• PROBLEM TO WORK ON: Copy the listing exactly, images excluded.

■ ■ ■ ■

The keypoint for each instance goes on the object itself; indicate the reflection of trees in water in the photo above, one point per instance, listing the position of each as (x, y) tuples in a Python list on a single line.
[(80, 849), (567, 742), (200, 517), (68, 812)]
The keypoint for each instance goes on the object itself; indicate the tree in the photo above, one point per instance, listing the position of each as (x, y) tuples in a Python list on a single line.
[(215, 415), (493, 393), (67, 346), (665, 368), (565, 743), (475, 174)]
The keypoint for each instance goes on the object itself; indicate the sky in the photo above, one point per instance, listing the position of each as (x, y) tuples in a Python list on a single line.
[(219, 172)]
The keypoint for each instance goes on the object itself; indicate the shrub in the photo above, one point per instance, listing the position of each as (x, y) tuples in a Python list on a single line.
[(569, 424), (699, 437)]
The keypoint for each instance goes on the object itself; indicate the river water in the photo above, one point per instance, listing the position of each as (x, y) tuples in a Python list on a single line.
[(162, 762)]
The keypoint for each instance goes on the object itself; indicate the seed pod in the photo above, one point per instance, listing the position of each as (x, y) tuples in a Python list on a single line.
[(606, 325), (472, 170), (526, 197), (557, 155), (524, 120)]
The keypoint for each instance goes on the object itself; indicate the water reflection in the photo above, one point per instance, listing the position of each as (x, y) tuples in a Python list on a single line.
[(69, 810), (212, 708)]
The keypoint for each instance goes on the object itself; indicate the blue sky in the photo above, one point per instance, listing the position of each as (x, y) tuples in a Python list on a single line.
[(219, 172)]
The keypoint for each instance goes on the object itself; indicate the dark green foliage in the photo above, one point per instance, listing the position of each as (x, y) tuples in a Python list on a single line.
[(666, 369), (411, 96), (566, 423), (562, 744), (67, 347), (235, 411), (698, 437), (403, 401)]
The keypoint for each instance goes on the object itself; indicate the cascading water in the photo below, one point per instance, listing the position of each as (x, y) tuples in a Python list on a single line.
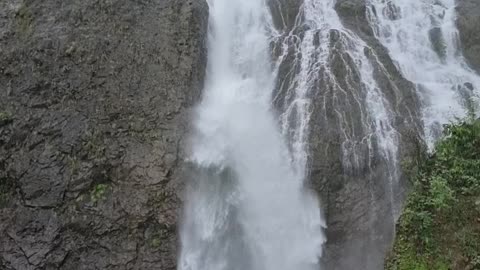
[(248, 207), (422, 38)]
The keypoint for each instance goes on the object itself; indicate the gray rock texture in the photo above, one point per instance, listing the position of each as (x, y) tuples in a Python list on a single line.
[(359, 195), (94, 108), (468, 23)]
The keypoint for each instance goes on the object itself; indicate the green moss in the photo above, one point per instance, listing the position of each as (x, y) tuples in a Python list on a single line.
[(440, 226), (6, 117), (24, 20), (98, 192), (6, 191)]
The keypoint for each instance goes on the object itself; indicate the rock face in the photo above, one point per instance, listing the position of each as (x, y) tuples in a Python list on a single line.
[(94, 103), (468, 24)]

■ ■ ■ ■

• ANSWER SPACE:
The keypoint for each instance goes on the object itself; indicate the reflection of trees in water in the photo above, one point per instance, listing the position of each as (x, y) tuples in a Python list on a single line.
[(80, 849), (567, 742), (200, 517), (68, 812)]
The keypoint for each instance goes on the object itself; indicate the tree in the photo above, one point per instance, listing the position of each as (x, y) tuples in a Python list on a single line.
[(215, 415), (493, 393), (67, 346), (665, 368), (565, 743), (475, 174)]
The keypoint for each instance goes on the object itself; indicate the sky in the photo above, one point per instance, listing the position of each as (x, y) tuples in a Python list on a single line.
[(219, 172)]
The keypoint for each instance goes on the object itself; indicate the shrub in the photo above, one point per instance, listing the position of each as (x, y) tuples in a Python list on a single line.
[(569, 424), (699, 437)]
The keypoint for each instance goes on the object itself; indicate the river water in the photo above, one point per instance, listing the position of each as (x, y) tuples in a Python list on a single line.
[(162, 762)]
The keypoint for each instance goes on the object itself; indicate the seed pod in the photo above, one point per instance, listing the position of each as (x, y) tuples in a Python list on a single line.
[(606, 325), (472, 170), (526, 197), (557, 155), (524, 120)]
The keypoint for each instance goes on the object itself; indicate the water reflection in the photo above, one point per instance, listing the position of each as (x, y) tuples in a Python list on a single line.
[(69, 810), (212, 708)]
The keypoint for each instance goes on the object itself; indicate the blue sky in the photo above, one point per instance, listing the position of each as (x, y) tuples in a Python list on a single line.
[(219, 172)]
The keypoint for each instance goes on the object itself; indicate the dark green foliage in the photo above, one point per instance, listing the position of each as (x, y) tuples in a Python list on a single line.
[(666, 369), (411, 96), (566, 423), (562, 744), (67, 347), (235, 411), (698, 437), (403, 401)]
The keypoint for each instance goes on the object itself; indicate the cascading water in the photo below, one point per instance, listing the position of each as (x, y) tuples in a Python list on a single line.
[(248, 207), (422, 38)]
The keypoint for each instance goes on the object itself; indicate the gray rock texture in the photo above, one point per instance, listing the position of each as (x, y) tuples in a Python list on a single line.
[(359, 195), (94, 108), (468, 23)]
The keypoint for each instance goes on the object itself; indicate the green moss in the photo above, one point per instance, listing the position of each as (x, y) tuples in a Python list on a single line.
[(440, 226), (6, 117), (24, 20), (98, 192), (6, 191)]
The keypoint for each instance goes on the object itself; indicate the rock face in the photo above, one point per instance, listing the position of each as (x, y) tuples in a Python list on a single line.
[(94, 103), (468, 24)]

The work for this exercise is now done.